On a personal note, I spent 5 days in Ethiopia in 1984, still have a baseball cap I was given celebrating the "10th Anniversary of the Ethiopian revolution." Sadly though, Mengistu proved to be just as much a rapacious thug. At the time the country was firmly in the communist orbit--large billboards proclaiming allegiance to Marx, Lenin et al. We were passing a building with a very ordering line of a couple hundred people waiting. A guard saw our white faces, unusual at the time in the country, came to get us, placed us at the head of the line, and that was how we saw the extensive collection of exhibits in the "Haile Selassie crimes museum."
Given an assumed liberty or two in style, this is the best book we will ever have on the rule and delusions of one of the world's unique leaders.
(Note: Review first published at Amazon, USA, on December 12, 2008)
──────────
Aim a: Count the lines in the records below that contain the word "black" and give only that number.

Stored items:
──────────
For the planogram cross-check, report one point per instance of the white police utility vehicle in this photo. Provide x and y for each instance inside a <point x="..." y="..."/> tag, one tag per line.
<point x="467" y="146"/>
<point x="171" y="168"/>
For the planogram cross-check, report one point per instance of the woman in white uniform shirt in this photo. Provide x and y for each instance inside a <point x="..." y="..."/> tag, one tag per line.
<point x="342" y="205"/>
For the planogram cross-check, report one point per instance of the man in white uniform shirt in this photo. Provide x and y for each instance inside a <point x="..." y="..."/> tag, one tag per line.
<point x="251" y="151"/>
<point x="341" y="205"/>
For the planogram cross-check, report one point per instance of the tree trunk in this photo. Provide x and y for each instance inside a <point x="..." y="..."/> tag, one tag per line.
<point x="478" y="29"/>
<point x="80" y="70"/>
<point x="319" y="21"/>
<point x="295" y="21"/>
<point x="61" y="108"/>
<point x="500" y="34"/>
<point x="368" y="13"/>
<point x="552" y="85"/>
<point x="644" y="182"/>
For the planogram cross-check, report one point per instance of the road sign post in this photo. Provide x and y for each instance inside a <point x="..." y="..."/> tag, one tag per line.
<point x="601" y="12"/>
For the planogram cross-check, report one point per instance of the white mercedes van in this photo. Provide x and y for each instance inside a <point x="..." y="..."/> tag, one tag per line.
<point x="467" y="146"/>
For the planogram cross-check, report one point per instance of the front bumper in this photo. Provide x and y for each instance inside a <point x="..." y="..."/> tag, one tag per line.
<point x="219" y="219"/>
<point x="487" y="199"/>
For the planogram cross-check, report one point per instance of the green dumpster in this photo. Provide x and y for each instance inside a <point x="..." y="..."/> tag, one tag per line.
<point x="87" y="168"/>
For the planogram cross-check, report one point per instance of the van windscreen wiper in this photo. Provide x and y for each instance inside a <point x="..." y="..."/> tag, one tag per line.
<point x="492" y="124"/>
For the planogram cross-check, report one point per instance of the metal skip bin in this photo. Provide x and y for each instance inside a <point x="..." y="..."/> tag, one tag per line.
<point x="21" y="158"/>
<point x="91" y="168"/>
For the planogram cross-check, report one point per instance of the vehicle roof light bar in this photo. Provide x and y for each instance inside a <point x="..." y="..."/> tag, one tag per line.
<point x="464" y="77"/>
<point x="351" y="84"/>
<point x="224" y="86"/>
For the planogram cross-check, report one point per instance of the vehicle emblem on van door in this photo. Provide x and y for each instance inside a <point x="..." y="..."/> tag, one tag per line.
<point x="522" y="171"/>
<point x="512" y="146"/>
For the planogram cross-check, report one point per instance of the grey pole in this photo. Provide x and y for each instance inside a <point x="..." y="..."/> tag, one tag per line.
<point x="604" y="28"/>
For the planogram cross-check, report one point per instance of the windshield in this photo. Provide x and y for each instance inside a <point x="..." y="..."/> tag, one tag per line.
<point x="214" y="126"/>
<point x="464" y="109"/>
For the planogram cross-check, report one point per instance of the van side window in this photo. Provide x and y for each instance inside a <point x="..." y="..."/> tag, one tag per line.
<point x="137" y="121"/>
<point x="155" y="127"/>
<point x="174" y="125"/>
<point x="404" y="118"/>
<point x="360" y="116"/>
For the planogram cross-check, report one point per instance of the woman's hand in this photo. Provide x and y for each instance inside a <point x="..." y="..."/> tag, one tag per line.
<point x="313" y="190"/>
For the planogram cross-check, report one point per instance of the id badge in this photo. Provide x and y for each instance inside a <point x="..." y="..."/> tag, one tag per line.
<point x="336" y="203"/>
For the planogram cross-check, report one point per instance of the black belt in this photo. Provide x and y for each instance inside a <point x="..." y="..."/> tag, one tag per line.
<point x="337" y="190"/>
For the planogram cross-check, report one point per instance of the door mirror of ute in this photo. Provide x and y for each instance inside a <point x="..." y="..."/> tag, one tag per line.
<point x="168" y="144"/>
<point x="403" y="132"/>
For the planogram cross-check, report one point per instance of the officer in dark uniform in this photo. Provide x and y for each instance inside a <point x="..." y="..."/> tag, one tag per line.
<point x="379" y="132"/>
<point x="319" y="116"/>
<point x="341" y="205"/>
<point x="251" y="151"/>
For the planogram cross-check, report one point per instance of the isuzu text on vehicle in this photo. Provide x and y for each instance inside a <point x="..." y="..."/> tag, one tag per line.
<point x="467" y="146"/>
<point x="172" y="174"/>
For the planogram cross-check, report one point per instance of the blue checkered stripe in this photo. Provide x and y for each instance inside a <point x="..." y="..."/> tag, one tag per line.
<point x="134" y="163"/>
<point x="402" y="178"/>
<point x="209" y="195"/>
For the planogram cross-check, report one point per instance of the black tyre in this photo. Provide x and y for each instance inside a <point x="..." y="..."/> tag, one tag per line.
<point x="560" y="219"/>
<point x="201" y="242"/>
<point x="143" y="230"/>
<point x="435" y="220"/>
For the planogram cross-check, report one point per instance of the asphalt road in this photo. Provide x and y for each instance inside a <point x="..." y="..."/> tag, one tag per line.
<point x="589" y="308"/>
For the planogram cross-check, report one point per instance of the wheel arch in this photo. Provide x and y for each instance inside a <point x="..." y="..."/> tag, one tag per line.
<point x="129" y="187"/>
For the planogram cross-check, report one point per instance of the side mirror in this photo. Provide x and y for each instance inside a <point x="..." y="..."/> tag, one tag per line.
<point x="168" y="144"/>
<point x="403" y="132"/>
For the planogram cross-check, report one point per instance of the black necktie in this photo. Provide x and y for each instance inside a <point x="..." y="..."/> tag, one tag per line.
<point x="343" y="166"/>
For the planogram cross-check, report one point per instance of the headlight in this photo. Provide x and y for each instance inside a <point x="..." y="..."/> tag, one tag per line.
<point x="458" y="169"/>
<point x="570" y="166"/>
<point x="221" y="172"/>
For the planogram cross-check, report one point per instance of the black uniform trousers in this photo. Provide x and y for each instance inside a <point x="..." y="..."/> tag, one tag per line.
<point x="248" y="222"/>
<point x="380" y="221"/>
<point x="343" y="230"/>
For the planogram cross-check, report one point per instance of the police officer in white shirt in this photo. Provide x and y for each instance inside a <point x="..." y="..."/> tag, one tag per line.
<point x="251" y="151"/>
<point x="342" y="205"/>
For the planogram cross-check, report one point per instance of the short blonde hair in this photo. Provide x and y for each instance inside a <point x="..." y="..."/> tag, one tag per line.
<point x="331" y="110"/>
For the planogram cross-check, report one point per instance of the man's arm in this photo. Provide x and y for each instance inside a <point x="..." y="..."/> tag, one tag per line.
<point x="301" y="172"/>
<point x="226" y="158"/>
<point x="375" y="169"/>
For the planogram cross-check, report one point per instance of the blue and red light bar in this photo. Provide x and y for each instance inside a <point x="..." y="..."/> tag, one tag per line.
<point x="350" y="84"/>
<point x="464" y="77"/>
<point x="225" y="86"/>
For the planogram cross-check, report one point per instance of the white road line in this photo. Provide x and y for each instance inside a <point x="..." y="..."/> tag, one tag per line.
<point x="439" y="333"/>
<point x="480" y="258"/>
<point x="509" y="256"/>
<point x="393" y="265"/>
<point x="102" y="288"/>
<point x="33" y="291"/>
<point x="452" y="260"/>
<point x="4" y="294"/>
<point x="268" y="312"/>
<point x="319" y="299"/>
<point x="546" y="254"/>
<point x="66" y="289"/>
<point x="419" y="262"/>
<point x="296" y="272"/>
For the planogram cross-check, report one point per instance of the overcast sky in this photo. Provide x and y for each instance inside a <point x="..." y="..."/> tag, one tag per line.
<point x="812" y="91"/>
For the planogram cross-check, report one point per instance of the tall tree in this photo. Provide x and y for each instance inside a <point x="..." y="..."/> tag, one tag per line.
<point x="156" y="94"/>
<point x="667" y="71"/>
──────────
Aim b: According to the book review, where and on what date was the review first published?

Solution a: 4

Solution b: It was first published at Amazon, USA, on December 12, 2008.